━━ Records to use

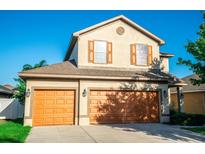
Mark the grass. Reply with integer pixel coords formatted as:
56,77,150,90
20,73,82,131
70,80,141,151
0,119,31,143
182,127,205,135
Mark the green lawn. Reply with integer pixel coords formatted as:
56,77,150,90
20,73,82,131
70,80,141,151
0,119,31,143
182,127,205,135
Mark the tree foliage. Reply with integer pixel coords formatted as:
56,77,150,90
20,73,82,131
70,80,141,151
178,12,205,85
13,60,47,104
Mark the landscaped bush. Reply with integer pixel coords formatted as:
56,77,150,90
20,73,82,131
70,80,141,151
170,110,205,126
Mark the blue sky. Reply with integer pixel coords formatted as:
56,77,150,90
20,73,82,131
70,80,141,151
0,11,203,85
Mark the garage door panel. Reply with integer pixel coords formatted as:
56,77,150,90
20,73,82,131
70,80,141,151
89,90,159,123
33,89,75,126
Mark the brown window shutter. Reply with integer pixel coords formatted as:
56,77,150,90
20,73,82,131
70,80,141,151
88,41,94,63
148,45,152,65
107,42,112,64
130,44,136,65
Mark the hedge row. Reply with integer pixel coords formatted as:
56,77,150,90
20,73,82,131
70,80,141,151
170,111,205,126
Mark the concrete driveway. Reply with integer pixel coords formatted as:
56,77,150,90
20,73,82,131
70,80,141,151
26,124,205,143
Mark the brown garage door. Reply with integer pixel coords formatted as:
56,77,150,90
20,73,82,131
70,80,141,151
89,90,159,124
33,90,75,126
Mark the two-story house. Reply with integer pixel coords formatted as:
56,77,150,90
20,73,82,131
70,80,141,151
19,16,186,126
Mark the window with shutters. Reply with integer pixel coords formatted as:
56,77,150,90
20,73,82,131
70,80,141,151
136,44,148,65
94,41,107,64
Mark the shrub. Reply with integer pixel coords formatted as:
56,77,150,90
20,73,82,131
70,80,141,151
170,110,205,126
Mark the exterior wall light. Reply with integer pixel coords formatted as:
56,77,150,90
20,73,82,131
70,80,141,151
82,89,87,97
26,89,31,97
163,90,168,98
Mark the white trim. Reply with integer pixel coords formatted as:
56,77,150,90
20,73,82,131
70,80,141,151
73,15,165,45
19,73,166,82
171,89,205,94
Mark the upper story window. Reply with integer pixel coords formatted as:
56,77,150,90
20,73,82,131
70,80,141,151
136,44,148,65
94,41,107,64
130,44,152,66
88,40,112,64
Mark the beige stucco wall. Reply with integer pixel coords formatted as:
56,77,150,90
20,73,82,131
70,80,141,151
69,42,78,64
79,80,169,125
24,79,78,126
78,20,159,69
161,57,169,72
170,92,205,114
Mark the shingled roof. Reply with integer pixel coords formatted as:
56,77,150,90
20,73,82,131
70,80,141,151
19,61,186,84
171,74,205,93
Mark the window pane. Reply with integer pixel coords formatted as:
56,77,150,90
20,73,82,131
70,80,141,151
136,44,148,65
94,41,107,63
94,52,106,63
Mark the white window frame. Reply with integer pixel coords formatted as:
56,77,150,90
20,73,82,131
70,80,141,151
136,43,149,66
94,40,108,64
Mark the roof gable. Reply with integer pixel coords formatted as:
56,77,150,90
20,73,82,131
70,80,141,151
64,15,165,60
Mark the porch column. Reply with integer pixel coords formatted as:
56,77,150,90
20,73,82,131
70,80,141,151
177,87,184,112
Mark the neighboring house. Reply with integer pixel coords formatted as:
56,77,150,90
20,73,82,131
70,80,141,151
19,16,183,126
170,74,205,114
0,84,24,119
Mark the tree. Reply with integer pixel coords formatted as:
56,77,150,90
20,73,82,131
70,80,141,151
13,60,47,104
178,12,205,85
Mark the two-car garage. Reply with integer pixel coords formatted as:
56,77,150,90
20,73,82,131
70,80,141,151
32,89,159,126
32,89,75,126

━━━━

Description of the task:
Reproduce every item above word for word, leaving out the pictures.

Reply to the exercise:
Mark the grass. Reply with integer pixel coords formatted as:
56,77,150,90
20,73,82,131
70,80,141,151
0,119,31,143
182,127,205,135
Mark the green lawn. Reply with integer pixel coords formatted as:
56,77,150,90
20,73,82,131
70,80,141,151
0,119,31,143
182,127,205,135
Mark the tree foliage. Reply with integer pixel coords formatted as:
56,77,150,90
20,73,82,131
70,80,141,151
178,12,205,85
13,60,47,104
Mark the landscaped bush. Reply with integer pixel coords formatted as:
56,77,150,90
20,73,82,131
70,80,141,151
170,110,205,126
Mark the blue sky. Reply with integer pixel coords formatted as:
56,77,150,90
20,73,82,131
70,80,141,151
0,11,203,85
Mark the garage door panel. Reply with integer pixel coords formatted as:
56,77,150,90
20,73,82,131
70,80,141,151
89,90,159,123
33,89,75,126
Mark the brown window shutter. Reply with integer pixel coords formatted as:
56,77,150,90
20,73,82,131
70,80,141,151
88,41,94,63
148,45,152,65
107,42,112,64
130,44,136,65
Mark the hedge row. Reply with integer pixel coords formatted as:
56,77,150,90
20,73,82,131
70,80,141,151
170,111,205,126
Mark the concrete driveway. Reply with integer pixel coords formatted as:
56,77,150,90
20,73,82,131
70,80,141,151
26,124,205,143
Mark the brown garage door. Reply with integer pixel coords formatted as:
56,77,150,90
20,73,82,131
70,80,141,151
89,90,159,124
33,90,75,126
Mark the two-story house. Reply with integer pixel coords formatted as:
56,77,150,90
20,73,82,131
70,80,141,151
19,16,186,126
Mark the window with shutters. Reply with integer pixel coords formatted as:
56,77,150,90
20,73,82,131
70,80,141,151
136,44,148,65
94,41,107,64
Mark the shrub. Reply with integer pixel coords formatted as:
56,77,150,90
20,73,82,131
70,80,141,151
170,110,205,126
Mark the exterior wall light. Reply with integer pixel coords formatted as:
56,77,150,90
20,73,82,131
70,80,141,151
82,89,87,97
26,89,31,97
163,90,168,98
Mark the white trim. Reply with integer pixel coords formatted as:
56,77,150,90
20,73,82,131
70,80,141,151
73,15,165,45
19,73,166,82
171,89,205,94
Mark the upper story window. Reply with integer pixel coords formatted as:
56,77,150,90
20,73,82,131
70,80,141,151
136,44,148,65
94,41,107,64
130,44,152,66
88,40,112,64
Mark the beige stucco wall. Reply with integer pixel coords formatted as:
56,77,150,90
20,73,82,131
70,80,141,151
69,42,78,64
79,80,169,125
24,79,78,126
78,20,159,69
161,57,169,72
170,92,205,114
Mark the shingled roof. Reply with integer pixel coords formatted as:
56,77,150,90
20,73,82,131
70,80,141,151
19,61,186,84
171,74,205,93
Mark the window pane. Reply with integer pixel coords formatted as:
56,77,150,90
20,73,82,131
70,80,141,151
136,44,148,65
94,41,107,63
94,52,106,63
Mark the white window frame. Reply with integer pixel coords formatted as:
56,77,150,90
20,73,82,131
70,80,141,151
136,43,149,66
94,40,108,64
Mark the roof gable. Reply with integer pixel coords formatted as:
56,77,150,90
20,73,82,131
70,80,141,151
64,15,165,60
Mark the porch column. Reply with integer pixel coords formatted as:
56,77,150,90
20,73,82,131
70,80,141,151
177,87,184,112
Mark the neighboring house. Reply with integer pixel coords formatted as:
56,77,150,90
20,73,82,131
70,80,141,151
19,16,183,126
170,74,205,114
0,84,24,119
Mark the tree. Reply with integer pixel coords formatted as:
56,77,150,90
20,73,82,131
70,80,141,151
13,60,47,104
178,12,205,85
Mark the two-car garage. Reply with integer pixel coords formatted as:
56,77,150,90
20,73,82,131
70,80,141,151
32,89,159,126
32,89,75,126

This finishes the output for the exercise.